David L. Hildebrand, Ph.D., Philosophy

Fall 2012 Phl 4900-5900 Dewey

Syllabus Fall 2012 Phil 4900-5900 John dewey 1.3

John Dewey

PHIL 4900 001/PHIL 5900 001, Fall 2012
Dr. David Hildebrand, UCD
TR 02:00PM - 03:15PM, PL 108

Description: John Dewey (1859-1952) was one of the most important of the American philosophers of the twentieth century. A leading American Pragmatist (the first genuinely American school of philosophical thought), Dewey extended the application of his form of pragmatism (instrumentalism) beyond the boundaries of academic philosophy—into public affairs, politics, art, religion, and of course, education. Dewey’s influence included and transcended academia. As historian Henry Steele Commager wrote of Dewey, “It is scarcely an exaggeration to say that for a generation [of Americans] no major issue was clarified until Dewey had spoken.”

While Dewey published more than forty books and hundreds of articles over his long career, this course look closely at his masterwork, Experience and Nature (1927). This is arguably Dewey’s most comprehensive and difficult work as it attempts to lay out a comprehensive account of human experience with metaphysical detail. Along the way, we will find Dewey helping to explain such fundamental aspects as the nature of existence, consciousness, communication, moral value, knowledge, and aesthetic experience. Our goal is to see what is unique and coherent in Dewey’s philosophical vision by grasping a reasonably detailed outline of this historically significant masterpiece.

Course Objectives:

Familiarization. Gain a good sense of what is at stake in issues of course.

Comprehension. Be able to comprehend the arguments offered by various philosophers.

Critical analysis. Be able to criticize those arguments by pointing out where they lack evidence, make an unreasonable leap, hold a false assumption, etc.

Demonstration of (1) - (3) through writing.

Verbalization. Be able to summarize a philosophical position, without notes, using your own words. Be able to criticize a position this way.

[Coordinate annotation entries]
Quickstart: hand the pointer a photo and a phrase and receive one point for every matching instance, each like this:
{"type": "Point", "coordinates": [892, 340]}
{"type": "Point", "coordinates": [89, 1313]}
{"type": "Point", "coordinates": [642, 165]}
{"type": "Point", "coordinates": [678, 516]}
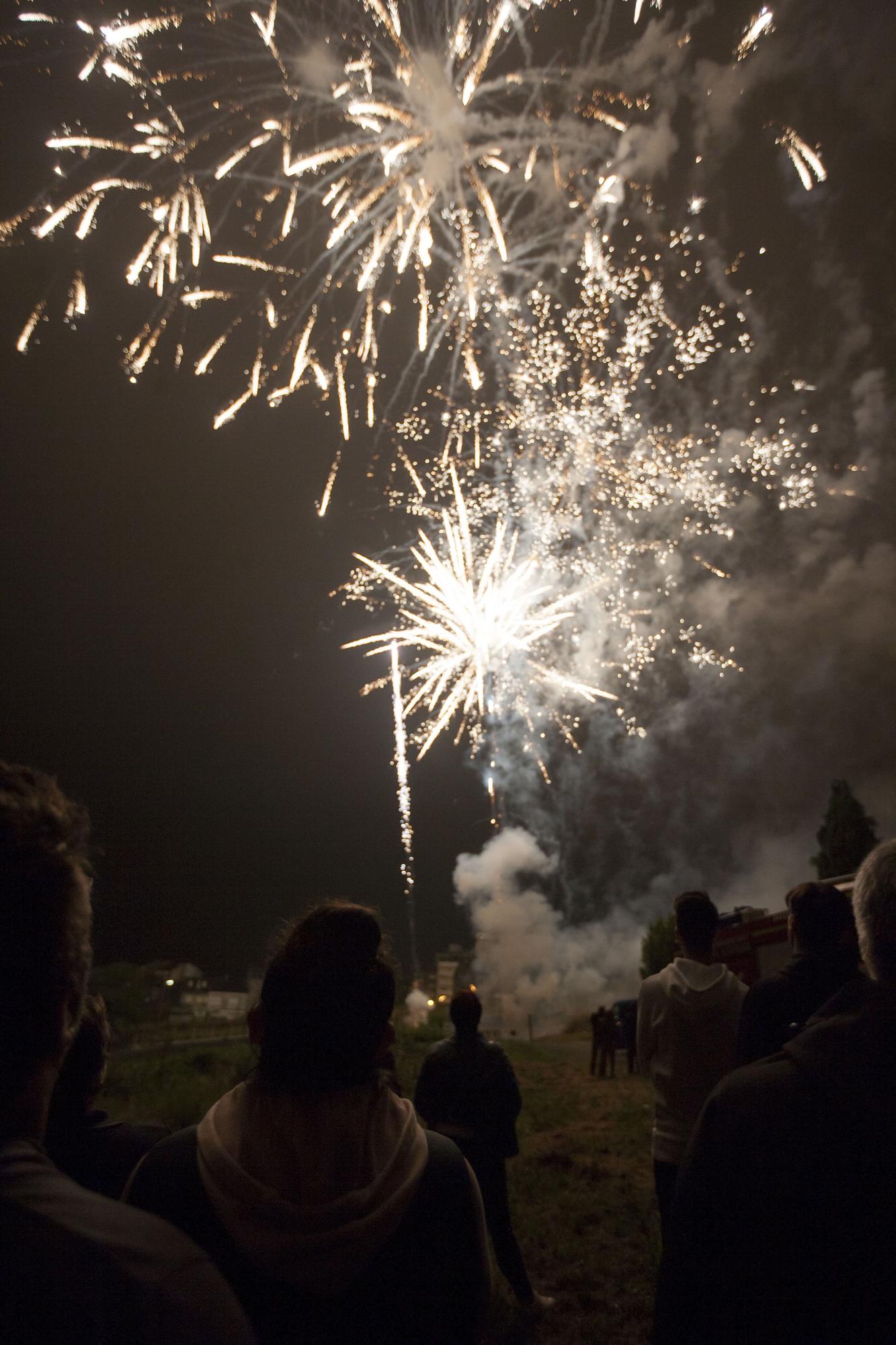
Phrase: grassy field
{"type": "Point", "coordinates": [581, 1188]}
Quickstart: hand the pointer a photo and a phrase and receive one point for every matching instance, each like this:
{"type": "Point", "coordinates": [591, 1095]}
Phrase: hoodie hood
{"type": "Point", "coordinates": [849, 1052]}
{"type": "Point", "coordinates": [311, 1188]}
{"type": "Point", "coordinates": [694, 988]}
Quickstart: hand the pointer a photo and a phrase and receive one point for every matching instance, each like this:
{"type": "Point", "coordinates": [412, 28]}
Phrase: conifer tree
{"type": "Point", "coordinates": [658, 946]}
{"type": "Point", "coordinates": [846, 835]}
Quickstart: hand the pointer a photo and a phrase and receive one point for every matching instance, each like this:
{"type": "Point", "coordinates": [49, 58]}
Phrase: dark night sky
{"type": "Point", "coordinates": [171, 653]}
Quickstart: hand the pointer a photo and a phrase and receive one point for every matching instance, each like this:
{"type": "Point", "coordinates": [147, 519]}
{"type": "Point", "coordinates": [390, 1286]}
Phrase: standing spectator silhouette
{"type": "Point", "coordinates": [822, 935]}
{"type": "Point", "coordinates": [329, 1210]}
{"type": "Point", "coordinates": [467, 1090]}
{"type": "Point", "coordinates": [686, 1036]}
{"type": "Point", "coordinates": [783, 1229]}
{"type": "Point", "coordinates": [607, 1043]}
{"type": "Point", "coordinates": [595, 1020]}
{"type": "Point", "coordinates": [81, 1140]}
{"type": "Point", "coordinates": [630, 1036]}
{"type": "Point", "coordinates": [73, 1265]}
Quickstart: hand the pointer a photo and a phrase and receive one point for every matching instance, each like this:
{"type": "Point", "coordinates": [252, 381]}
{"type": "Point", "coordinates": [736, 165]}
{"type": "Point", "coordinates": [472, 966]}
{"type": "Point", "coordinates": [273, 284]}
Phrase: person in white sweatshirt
{"type": "Point", "coordinates": [333, 1215]}
{"type": "Point", "coordinates": [688, 1017]}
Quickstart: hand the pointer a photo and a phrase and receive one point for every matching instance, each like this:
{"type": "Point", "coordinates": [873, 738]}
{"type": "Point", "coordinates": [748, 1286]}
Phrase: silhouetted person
{"type": "Point", "coordinates": [630, 1036]}
{"type": "Point", "coordinates": [73, 1265]}
{"type": "Point", "coordinates": [334, 1217]}
{"type": "Point", "coordinates": [686, 1036]}
{"type": "Point", "coordinates": [822, 935]}
{"type": "Point", "coordinates": [467, 1090]}
{"type": "Point", "coordinates": [81, 1140]}
{"type": "Point", "coordinates": [595, 1020]}
{"type": "Point", "coordinates": [783, 1229]}
{"type": "Point", "coordinates": [606, 1034]}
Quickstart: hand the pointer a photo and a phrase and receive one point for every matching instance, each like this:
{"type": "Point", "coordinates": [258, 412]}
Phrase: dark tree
{"type": "Point", "coordinates": [846, 835]}
{"type": "Point", "coordinates": [658, 946]}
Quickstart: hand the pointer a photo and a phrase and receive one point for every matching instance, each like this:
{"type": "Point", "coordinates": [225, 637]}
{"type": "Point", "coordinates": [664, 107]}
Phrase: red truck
{"type": "Point", "coordinates": [754, 944]}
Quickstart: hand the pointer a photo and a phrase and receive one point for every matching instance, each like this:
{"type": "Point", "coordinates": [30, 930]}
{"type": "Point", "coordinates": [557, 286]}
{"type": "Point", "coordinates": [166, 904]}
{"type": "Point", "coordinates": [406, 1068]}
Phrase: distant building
{"type": "Point", "coordinates": [232, 1005]}
{"type": "Point", "coordinates": [170, 983]}
{"type": "Point", "coordinates": [454, 972]}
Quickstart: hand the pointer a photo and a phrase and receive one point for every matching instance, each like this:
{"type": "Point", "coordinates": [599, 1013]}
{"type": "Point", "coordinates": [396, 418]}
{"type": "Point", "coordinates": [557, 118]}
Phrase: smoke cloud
{"type": "Point", "coordinates": [533, 964]}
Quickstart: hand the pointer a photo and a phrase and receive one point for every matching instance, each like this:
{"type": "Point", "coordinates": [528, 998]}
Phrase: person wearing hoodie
{"type": "Point", "coordinates": [822, 935]}
{"type": "Point", "coordinates": [783, 1229]}
{"type": "Point", "coordinates": [329, 1210]}
{"type": "Point", "coordinates": [686, 1036]}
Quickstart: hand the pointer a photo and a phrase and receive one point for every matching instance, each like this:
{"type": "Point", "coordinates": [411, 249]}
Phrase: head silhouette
{"type": "Point", "coordinates": [326, 1001]}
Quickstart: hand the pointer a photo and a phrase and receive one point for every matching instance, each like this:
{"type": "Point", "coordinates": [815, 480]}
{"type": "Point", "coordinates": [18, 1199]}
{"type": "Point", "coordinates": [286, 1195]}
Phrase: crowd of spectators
{"type": "Point", "coordinates": [310, 1203]}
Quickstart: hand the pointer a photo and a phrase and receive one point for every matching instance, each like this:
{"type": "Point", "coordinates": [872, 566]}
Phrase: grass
{"type": "Point", "coordinates": [581, 1188]}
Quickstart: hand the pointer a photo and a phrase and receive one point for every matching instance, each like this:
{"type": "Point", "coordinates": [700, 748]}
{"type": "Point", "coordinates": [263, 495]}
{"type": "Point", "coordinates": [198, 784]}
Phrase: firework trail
{"type": "Point", "coordinates": [404, 806]}
{"type": "Point", "coordinates": [307, 178]}
{"type": "Point", "coordinates": [306, 174]}
{"type": "Point", "coordinates": [594, 462]}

## [To-do list]
[1] From the Dewey course syllabus, write out the passage that begins at the words "Critical analysis. Be" and stops after the words "false assumption, etc.".
[2] Gather every line of the entries that contains the word "tree".

## [Responses by task]
[1]
Critical analysis. Be able to criticize those arguments by pointing out where they lack evidence, make an unreasonable leap, hold a false assumption, etc.

[2]
Phrase: conifer tree
Phrase: dark tree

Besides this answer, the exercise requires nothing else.